— BEGIN DATA SUPPLIED —
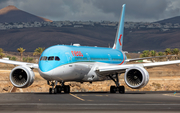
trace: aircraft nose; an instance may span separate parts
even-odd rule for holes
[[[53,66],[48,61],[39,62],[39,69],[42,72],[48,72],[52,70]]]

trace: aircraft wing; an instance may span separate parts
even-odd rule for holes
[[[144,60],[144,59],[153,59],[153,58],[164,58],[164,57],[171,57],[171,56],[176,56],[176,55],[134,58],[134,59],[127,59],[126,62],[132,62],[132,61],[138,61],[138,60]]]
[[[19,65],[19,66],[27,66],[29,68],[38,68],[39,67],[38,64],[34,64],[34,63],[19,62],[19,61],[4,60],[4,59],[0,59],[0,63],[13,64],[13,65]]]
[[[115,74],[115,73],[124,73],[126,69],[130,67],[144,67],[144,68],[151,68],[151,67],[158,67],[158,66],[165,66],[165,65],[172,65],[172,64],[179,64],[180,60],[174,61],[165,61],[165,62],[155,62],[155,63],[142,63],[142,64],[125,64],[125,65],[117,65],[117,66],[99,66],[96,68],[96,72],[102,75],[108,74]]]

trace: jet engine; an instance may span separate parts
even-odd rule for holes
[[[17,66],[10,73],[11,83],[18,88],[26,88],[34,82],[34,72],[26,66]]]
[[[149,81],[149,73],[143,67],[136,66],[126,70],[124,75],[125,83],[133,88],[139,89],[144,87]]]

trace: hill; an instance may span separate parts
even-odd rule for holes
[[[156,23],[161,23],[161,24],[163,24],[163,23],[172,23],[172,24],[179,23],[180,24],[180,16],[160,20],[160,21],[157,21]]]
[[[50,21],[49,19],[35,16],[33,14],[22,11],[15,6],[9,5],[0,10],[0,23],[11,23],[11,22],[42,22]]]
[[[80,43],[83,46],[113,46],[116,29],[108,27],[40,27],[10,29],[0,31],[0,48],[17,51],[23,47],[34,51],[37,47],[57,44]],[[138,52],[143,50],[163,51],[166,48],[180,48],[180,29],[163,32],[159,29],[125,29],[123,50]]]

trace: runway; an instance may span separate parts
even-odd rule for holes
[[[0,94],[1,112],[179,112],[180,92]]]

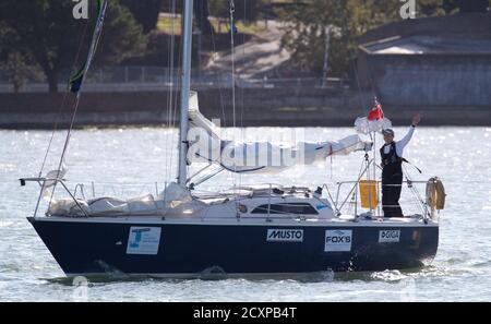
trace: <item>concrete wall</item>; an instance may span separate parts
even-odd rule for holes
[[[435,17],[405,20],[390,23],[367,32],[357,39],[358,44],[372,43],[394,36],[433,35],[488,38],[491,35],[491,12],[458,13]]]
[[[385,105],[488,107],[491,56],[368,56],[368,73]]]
— END DATA SUPPLIED —
— BEGIN DATA SUPPLIED —
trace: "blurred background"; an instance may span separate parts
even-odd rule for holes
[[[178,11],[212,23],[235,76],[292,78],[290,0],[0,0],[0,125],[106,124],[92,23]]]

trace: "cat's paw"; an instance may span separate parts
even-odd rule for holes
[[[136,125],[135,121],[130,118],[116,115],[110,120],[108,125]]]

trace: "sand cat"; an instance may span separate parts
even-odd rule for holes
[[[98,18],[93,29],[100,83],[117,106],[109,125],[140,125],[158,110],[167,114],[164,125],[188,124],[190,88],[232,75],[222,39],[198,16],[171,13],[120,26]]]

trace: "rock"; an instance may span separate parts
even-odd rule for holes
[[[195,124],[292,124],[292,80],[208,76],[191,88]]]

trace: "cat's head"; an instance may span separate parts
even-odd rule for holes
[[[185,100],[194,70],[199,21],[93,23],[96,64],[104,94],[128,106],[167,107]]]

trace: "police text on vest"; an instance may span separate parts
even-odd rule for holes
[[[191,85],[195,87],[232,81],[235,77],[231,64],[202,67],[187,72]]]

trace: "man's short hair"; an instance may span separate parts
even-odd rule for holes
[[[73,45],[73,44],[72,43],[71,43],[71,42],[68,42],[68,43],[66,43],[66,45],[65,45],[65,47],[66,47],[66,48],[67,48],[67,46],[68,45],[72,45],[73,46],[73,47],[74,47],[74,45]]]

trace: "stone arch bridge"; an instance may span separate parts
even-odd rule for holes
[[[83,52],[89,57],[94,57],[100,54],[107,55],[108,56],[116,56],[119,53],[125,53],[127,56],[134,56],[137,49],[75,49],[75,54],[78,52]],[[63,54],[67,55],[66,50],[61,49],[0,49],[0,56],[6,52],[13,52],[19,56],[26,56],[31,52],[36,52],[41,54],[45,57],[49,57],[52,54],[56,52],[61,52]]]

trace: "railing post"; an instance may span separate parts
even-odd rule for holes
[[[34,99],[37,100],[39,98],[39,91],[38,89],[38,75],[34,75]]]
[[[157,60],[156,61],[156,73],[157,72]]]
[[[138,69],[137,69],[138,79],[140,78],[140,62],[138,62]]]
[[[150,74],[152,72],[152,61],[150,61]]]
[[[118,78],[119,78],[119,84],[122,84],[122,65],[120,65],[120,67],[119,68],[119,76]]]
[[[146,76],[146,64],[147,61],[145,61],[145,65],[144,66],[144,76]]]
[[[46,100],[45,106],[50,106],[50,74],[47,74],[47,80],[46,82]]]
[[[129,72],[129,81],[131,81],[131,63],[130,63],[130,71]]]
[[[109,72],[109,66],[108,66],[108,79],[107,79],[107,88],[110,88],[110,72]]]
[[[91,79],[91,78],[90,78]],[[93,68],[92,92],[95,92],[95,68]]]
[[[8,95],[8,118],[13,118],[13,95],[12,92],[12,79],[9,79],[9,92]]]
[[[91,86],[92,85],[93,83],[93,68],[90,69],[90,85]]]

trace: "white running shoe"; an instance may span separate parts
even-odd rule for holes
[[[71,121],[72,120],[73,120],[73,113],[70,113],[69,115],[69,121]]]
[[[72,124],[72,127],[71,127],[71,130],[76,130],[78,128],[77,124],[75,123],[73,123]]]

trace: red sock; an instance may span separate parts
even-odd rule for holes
— END DATA SUPPLIED —
**WHAT YOU NEED TO DO**
Please turn the lines beginning at the one that contains "trace: aircraft nose;" and ending after the one that contains "[[[53,66],[48,61],[39,62],[39,69],[42,72],[48,72],[52,70]]]" into a numbered list, dropping any blank lines.

**FULL RESPONSE**
1. trace: aircraft nose; an instance may span separate parts
2. even-odd rule for holes
3. [[[53,66],[48,61],[39,62],[39,69],[42,72],[48,72],[52,70]]]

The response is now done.